Material provided =>
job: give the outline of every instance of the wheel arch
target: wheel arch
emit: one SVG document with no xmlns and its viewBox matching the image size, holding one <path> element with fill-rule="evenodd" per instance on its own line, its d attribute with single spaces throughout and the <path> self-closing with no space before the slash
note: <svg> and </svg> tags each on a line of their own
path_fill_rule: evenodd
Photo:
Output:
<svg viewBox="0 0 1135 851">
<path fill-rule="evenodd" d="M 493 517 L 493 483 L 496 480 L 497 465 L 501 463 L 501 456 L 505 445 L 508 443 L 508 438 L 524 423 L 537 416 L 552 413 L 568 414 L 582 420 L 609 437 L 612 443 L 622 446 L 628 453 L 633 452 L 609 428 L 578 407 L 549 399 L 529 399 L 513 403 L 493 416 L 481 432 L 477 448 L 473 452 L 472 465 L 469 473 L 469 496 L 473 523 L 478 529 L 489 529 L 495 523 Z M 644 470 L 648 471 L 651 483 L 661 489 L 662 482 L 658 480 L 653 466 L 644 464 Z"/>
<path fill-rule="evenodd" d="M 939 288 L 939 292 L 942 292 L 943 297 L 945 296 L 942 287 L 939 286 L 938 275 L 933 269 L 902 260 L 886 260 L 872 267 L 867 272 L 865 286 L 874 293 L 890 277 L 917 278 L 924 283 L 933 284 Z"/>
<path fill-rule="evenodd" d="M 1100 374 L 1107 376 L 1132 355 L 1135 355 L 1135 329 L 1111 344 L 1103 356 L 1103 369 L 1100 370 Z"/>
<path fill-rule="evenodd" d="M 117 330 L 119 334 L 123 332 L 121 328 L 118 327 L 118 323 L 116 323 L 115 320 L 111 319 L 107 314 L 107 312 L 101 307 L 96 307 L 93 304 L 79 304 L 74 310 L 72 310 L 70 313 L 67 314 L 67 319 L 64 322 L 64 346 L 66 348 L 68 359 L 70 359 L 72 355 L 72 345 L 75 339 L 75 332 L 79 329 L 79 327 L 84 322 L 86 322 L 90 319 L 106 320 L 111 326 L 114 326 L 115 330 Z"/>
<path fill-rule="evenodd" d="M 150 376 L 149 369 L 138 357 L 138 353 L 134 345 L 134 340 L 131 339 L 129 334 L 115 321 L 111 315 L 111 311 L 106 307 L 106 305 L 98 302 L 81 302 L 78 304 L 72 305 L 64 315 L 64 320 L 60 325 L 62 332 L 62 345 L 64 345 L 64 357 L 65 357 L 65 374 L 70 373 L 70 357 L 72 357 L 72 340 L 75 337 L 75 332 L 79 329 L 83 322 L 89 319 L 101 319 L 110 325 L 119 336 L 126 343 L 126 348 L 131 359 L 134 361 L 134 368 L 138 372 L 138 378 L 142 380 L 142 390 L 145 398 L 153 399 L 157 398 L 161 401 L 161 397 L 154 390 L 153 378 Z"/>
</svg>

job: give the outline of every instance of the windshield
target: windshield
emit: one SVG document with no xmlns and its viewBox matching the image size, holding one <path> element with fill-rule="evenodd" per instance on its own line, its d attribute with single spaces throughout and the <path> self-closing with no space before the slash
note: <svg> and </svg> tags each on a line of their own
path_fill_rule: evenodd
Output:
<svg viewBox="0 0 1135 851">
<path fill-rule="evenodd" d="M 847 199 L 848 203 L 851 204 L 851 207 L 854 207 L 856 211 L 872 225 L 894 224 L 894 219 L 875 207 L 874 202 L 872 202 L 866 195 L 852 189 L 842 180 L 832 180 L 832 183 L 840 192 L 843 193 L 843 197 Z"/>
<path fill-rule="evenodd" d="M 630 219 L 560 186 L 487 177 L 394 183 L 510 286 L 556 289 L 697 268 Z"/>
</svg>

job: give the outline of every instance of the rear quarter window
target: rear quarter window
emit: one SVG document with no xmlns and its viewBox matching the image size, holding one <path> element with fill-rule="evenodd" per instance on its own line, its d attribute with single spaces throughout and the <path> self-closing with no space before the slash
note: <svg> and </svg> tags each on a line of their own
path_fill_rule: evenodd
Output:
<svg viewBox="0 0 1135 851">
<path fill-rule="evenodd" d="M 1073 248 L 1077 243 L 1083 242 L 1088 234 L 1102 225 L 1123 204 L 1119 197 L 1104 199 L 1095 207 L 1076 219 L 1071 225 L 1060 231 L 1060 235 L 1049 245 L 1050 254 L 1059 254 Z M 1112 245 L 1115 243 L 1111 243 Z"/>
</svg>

Task => Provide an exact reproduction of all the entries shown above.

Correct result =>
job: give the outline of every instance of the wheel arch
target: wheel arch
emit: one SVG document with no xmlns and its viewBox matching the image size, holding one <path> element with fill-rule="evenodd" per instance on its own line, its d attribute with single spaces throughout and the <path> self-closing with no space before the slash
note: <svg> and </svg> tags each on a line of their own
path_fill_rule: evenodd
Photo:
Output:
<svg viewBox="0 0 1135 851">
<path fill-rule="evenodd" d="M 493 517 L 493 483 L 496 480 L 497 465 L 501 463 L 501 456 L 505 445 L 508 443 L 508 438 L 524 423 L 537 416 L 552 413 L 568 414 L 582 420 L 609 437 L 612 443 L 622 446 L 628 453 L 633 452 L 609 428 L 578 407 L 549 399 L 529 399 L 513 403 L 493 416 L 481 432 L 477 448 L 473 452 L 472 465 L 469 473 L 469 496 L 473 523 L 478 529 L 489 529 L 495 523 Z M 644 470 L 648 471 L 651 483 L 661 489 L 662 482 L 658 480 L 653 466 L 644 464 Z"/>
<path fill-rule="evenodd" d="M 939 288 L 939 292 L 942 292 L 943 297 L 945 296 L 942 287 L 939 286 L 938 275 L 933 269 L 902 260 L 886 260 L 872 267 L 867 272 L 865 286 L 874 293 L 890 277 L 917 278 L 924 283 L 933 284 Z"/>
<path fill-rule="evenodd" d="M 1100 374 L 1107 376 L 1132 355 L 1135 355 L 1135 329 L 1111 344 L 1103 356 L 1103 369 L 1100 370 Z"/>
<path fill-rule="evenodd" d="M 117 330 L 119 334 L 123 332 L 121 328 L 118 327 L 118 323 L 116 323 L 115 320 L 111 319 L 107 314 L 107 312 L 101 307 L 96 307 L 93 304 L 79 304 L 74 310 L 72 310 L 70 313 L 67 314 L 67 319 L 64 322 L 64 346 L 66 348 L 68 359 L 70 359 L 72 355 L 72 345 L 75 339 L 75 332 L 79 329 L 79 327 L 84 322 L 86 322 L 90 319 L 106 320 L 111 326 L 114 326 L 115 330 Z"/>
<path fill-rule="evenodd" d="M 150 376 L 149 369 L 138 357 L 138 353 L 134 345 L 134 340 L 131 339 L 129 334 L 115 321 L 111 315 L 111 311 L 106 307 L 106 305 L 98 302 L 81 302 L 78 304 L 72 305 L 64 315 L 64 320 L 60 325 L 62 332 L 62 345 L 64 345 L 64 357 L 65 357 L 65 374 L 70 373 L 70 357 L 72 357 L 72 340 L 75 337 L 75 332 L 79 329 L 83 322 L 89 319 L 101 319 L 110 325 L 119 336 L 126 343 L 126 348 L 131 359 L 134 361 L 134 368 L 138 372 L 138 378 L 142 380 L 142 390 L 145 398 L 153 399 L 157 398 L 161 401 L 161 397 L 154 390 L 153 378 Z"/>
</svg>

job: give the outline of every instance of the windshield
target: windshield
emit: one SVG document with no xmlns and its viewBox matching the image size, holding one <path> element with fill-rule="evenodd" per instance on its own line, its d attribute with single spaces throughout and the <path> self-closing with no space before the slash
note: <svg> and </svg> tags each on a line of their own
path_fill_rule: evenodd
Output:
<svg viewBox="0 0 1135 851">
<path fill-rule="evenodd" d="M 847 199 L 848 203 L 851 204 L 851 207 L 854 207 L 856 211 L 872 225 L 894 224 L 894 219 L 875 207 L 874 202 L 872 202 L 866 195 L 852 189 L 842 180 L 832 180 L 832 183 L 840 192 L 843 193 L 843 197 Z"/>
<path fill-rule="evenodd" d="M 630 219 L 560 186 L 487 177 L 394 183 L 510 286 L 556 289 L 697 268 Z"/>
</svg>

job: give the outline of every instance of the rear quarter window
target: rear quarter window
emit: one SVG document with no xmlns and its viewBox matching the image size, holding one <path> element with fill-rule="evenodd" per instance on its own line, its d attribute with single spaces throughout and the <path> self-closing with no space before the slash
note: <svg> and </svg> tags each on a line of their own
path_fill_rule: evenodd
Output:
<svg viewBox="0 0 1135 851">
<path fill-rule="evenodd" d="M 1073 248 L 1077 243 L 1083 242 L 1088 234 L 1102 225 L 1123 204 L 1119 197 L 1104 199 L 1095 207 L 1076 219 L 1071 225 L 1060 231 L 1060 235 L 1049 245 L 1050 254 L 1059 254 Z M 1112 245 L 1115 243 L 1111 243 Z"/>
</svg>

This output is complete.